Provided records:

▬▬▬▬▬▬▬▬▬▬

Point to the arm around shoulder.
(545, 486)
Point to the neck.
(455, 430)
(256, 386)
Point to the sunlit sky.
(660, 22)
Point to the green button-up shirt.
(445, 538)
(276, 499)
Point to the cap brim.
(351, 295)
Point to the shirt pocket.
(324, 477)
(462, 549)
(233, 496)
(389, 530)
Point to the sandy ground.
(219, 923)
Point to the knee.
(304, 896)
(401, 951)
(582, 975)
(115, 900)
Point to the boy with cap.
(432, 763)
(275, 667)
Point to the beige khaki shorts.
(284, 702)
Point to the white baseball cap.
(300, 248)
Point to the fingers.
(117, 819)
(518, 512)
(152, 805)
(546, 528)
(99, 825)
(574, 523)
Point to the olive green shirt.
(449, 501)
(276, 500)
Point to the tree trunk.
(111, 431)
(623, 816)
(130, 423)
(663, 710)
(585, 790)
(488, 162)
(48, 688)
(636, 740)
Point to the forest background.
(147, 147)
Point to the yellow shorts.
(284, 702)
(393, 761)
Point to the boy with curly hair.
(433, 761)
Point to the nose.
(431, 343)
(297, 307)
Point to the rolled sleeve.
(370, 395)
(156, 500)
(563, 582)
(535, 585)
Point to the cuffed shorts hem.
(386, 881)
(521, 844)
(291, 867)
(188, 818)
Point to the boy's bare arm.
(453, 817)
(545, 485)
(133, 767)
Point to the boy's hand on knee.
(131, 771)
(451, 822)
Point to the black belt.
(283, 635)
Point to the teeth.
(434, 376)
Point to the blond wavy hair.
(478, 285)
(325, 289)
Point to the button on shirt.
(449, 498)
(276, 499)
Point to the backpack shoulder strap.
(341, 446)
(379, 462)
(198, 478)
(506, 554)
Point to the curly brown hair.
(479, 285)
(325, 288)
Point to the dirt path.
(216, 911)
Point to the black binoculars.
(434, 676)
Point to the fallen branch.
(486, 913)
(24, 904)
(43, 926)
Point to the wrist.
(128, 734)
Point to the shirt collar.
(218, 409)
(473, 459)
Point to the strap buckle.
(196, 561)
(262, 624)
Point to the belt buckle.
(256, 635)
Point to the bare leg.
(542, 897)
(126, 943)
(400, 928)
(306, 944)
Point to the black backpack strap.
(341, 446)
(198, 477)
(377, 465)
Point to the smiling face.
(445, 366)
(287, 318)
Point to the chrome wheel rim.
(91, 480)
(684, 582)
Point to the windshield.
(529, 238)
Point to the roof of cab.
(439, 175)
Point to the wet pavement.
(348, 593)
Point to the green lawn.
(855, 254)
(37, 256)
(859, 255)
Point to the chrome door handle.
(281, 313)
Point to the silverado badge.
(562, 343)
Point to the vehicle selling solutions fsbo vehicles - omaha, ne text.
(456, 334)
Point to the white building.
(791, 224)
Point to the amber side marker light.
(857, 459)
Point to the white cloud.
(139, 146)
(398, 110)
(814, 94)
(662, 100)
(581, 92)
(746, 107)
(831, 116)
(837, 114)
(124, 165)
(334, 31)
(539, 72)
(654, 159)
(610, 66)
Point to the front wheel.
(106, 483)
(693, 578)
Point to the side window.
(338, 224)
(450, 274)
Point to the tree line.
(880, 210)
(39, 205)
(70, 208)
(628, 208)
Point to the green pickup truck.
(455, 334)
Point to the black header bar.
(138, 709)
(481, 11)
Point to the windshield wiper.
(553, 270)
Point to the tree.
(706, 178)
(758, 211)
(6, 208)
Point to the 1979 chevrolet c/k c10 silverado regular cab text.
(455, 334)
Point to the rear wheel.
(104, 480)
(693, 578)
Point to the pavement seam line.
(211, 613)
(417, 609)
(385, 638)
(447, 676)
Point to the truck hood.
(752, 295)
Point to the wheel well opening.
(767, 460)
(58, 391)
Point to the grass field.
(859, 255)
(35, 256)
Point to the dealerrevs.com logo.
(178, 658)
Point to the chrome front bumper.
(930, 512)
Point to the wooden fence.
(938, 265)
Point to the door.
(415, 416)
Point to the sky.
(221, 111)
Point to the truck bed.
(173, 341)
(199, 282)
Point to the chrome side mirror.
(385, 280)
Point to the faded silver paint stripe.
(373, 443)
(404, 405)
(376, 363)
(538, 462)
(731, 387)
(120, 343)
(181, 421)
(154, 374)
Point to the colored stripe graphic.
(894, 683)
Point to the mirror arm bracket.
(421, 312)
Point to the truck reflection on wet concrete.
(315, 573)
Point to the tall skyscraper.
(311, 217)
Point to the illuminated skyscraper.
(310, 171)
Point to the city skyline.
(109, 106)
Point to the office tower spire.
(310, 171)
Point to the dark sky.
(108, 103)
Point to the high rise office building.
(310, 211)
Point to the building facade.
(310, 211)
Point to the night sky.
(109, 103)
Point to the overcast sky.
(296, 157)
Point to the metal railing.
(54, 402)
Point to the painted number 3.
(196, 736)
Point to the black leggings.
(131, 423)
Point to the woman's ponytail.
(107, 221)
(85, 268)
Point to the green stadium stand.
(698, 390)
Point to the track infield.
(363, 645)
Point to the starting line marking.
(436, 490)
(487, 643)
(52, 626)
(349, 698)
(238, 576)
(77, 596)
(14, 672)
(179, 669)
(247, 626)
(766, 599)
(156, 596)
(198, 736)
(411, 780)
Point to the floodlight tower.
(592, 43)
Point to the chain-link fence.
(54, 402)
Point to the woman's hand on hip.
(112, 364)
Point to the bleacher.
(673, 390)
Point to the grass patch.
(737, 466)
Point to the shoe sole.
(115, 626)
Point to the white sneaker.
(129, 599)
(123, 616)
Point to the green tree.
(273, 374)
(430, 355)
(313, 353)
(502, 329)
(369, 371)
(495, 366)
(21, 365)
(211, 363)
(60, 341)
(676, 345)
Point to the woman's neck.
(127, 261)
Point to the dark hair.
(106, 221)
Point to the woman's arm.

▬▬▬▬▬▬▬▬▬▬

What the exercise asks: The line containing "Point to the tree." marks the start; retype it and each line after it through the end of the records above, exactly.

Exercise output:
Point to the tree.
(706, 178)
(758, 211)
(6, 208)
Point to the 1979 chevrolet c/k c10 silverado regular cab text.
(455, 334)
Point to the rear wheel.
(104, 480)
(693, 578)
Point to the pavement seam line.
(211, 613)
(417, 609)
(385, 638)
(447, 676)
Point to the truck hood.
(752, 295)
Point to the wheel well opening.
(767, 460)
(58, 391)
Point to the grass field.
(859, 255)
(35, 256)
Point to the dealerrevs.com logo.
(178, 658)
Point to the chrome front bumper.
(930, 512)
Point to the wooden fence.
(938, 265)
Point to the door.
(415, 416)
Point to the sky.
(221, 111)
Point to the truck bed.
(173, 341)
(199, 282)
Point to the chrome side mirror.
(385, 280)
Point to the faded silver paint stripe.
(373, 443)
(404, 405)
(376, 363)
(538, 462)
(731, 387)
(120, 343)
(181, 421)
(154, 374)
Point to the colored stripe graphic.
(894, 683)
Point to the mirror arm bracket.
(421, 312)
Point to the truck reflection on wet concrete.
(315, 573)
Point to the tall skyscraper.
(311, 217)
Point to the illuminated skyscraper.
(310, 171)
Point to the city skyline.
(109, 106)
Point to the office tower spire.
(310, 171)
Point to the dark sky.
(108, 103)
Point to the high rise office building.
(310, 211)
Point to the building facade.
(310, 211)
Point to the night sky.
(109, 103)
Point to the overcast sky.
(296, 157)
Point to the metal railing.
(54, 402)
Point to the painted number 3.
(196, 736)
Point to the black leggings.
(131, 423)
Point to the woman's ponytail.
(107, 221)
(85, 268)
Point to the green stadium stand.
(698, 390)
Point to the track infield.
(363, 645)
Point to the starting line marking.
(436, 490)
(487, 643)
(52, 626)
(349, 698)
(238, 576)
(77, 596)
(14, 672)
(179, 669)
(247, 626)
(766, 599)
(156, 596)
(198, 736)
(411, 780)
Point to the floodlight tower.
(592, 43)
Point to the chain-link fence.
(54, 402)
Point to the woman's hand on hip.
(112, 364)
Point to the bleacher.
(673, 390)
Point to the grass patch.
(737, 466)
Point to the shoe sole.
(115, 626)
Point to the white sneaker.
(129, 599)
(123, 616)
Point to the green tree.
(273, 374)
(430, 355)
(313, 353)
(502, 329)
(369, 371)
(495, 366)
(21, 365)
(211, 363)
(60, 341)
(676, 345)
Point to the woman's neck.
(127, 261)
Point to the dark hair.
(106, 221)
Point to the woman's arm.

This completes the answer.